→ **GOALS**:
[A] Pick out every line in the records that contains the word "dark".
[B] Pick up the essay on the meaning of peace where it stops, and carry its argument forward.

→ **TEXT BLOCK**:
>> BEGIN

Today’s announcement of the Nobel Peace Prize will be tomorrow’s forgotten news. It does, however, offer a chance for reflection over what we mean by Peace. In our day-to-day lives, we think of quiet, sitting, perhaps silence and stillness. Politically it is generally recognised as the absence of War and conflict. In truth, world peace means far more than that.
Studies and experiences of domestic abuse – an escalating epidemic in the UK at this time – recognise that the absence of violence does not represent peace. Hidden threats and messages that undermine confidence are also mechanisms of conflict. The human-on-human behaviours of coercive control evoke sensations of subjugation, fear and powerlessness that are very similar to the emotions described by those living in a war zone, if less intense.
Thinking Big Picture can transfer these individual experiences of repression, oppression and exploitation into institutional and societal behaviours. In essence, employees in non-democratically organised workplaces experience significant coercive power-and-control from business owners and their managers every day. Bosses rule over us – we do not have any control over the means-of-production nor what is produced. This is a significant problem for we who demand fundamental changes to production in order to save the planet.
At the same time, Governments, largely everywhere, dictate limits to acceptable behaviours and attitudes of all citizens (and non-citizens) according to their desired outcomes for political and economic continuation. Threats of imprisonment or worse are laid bare in Acts of Law, many of which are made not in the interests of humanity or peace, but of the ruling class. Churches aligned with the values of the State also control thoughts and behaviours by threatening eternal damnation for being non-compliant.
It is hard to find any individual peace if you disagree with the political or religious regime you find yourself living within. It is hard to find individual Peace if you have insufficient resources to live securely. In short, it is hard for a People to live in Peace if they feel insecure and under threat.
And this is where the threat of climate catastrophe comes back into the discussion. The very threat of societal collapse evokes not only personal disquiet but also social conflict – the struggle for resources, self-protection, shelter and survival.

>> END

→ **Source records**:
>> BEGIN

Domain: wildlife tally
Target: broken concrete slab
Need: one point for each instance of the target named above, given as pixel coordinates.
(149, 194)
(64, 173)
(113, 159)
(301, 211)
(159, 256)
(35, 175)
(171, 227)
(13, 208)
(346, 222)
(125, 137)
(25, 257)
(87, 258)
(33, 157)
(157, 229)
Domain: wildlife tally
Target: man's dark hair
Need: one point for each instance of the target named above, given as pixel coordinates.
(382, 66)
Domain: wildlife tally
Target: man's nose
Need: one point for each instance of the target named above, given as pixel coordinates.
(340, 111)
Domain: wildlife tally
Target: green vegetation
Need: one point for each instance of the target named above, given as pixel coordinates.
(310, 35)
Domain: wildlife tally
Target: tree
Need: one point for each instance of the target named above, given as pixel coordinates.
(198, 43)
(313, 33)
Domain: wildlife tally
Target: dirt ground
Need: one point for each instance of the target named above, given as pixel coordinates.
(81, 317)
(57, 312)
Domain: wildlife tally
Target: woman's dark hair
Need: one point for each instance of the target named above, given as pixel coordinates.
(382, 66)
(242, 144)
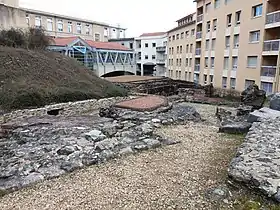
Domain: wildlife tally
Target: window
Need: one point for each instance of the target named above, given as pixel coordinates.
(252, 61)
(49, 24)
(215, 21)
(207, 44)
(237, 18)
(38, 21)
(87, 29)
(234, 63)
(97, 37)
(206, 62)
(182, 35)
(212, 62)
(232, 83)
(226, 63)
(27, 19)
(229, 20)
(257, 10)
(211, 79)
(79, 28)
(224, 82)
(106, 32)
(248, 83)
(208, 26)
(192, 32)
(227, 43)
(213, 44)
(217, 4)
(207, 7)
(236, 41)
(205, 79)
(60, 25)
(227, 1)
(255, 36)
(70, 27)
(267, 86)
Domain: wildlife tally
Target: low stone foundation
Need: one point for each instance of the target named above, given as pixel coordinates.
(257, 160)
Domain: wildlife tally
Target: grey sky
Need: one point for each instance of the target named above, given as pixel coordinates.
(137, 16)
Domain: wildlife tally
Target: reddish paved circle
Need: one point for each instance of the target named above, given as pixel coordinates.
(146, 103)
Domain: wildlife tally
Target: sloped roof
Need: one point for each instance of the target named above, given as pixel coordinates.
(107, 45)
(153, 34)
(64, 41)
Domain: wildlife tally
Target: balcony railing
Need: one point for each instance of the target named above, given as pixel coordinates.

>> END

→ **EXPECTED RESULTS**:
[A]
Target: man's dark hair
Target: woman's dark hair

[B]
Greta Thunberg’s call for Non-Violent Direct Action is not the same as a call for Peace. It is a recognition that we have to make a noise, and more importantly use “force of numbers” to force politicians and corporations to “Act Now” to end carbon emissions. Protest is not Peace. There is a requirement to use methods of power and coercion to influence those who coerce from a position of enormous power. This is a condition of conflict. And at its heart, class conflict between those with and those without.
In parallel, the position of Extinction Rebellion to be “Beyond Politics” does not represent a condition of being non-political. The demand for zero-emissions by 2025 is deeply political. The demand for Citizen’s Assemblies to exert power within formal politics is, in Truth, a highly political demand. It changes society’s basic constitution. CA’s (as we have come to call them in this era’s horrid dissent into acronyms) will, by definition, act in tension and sometimes conflict with the Political Class and Corporate CEOs. Perhaps, even, class war.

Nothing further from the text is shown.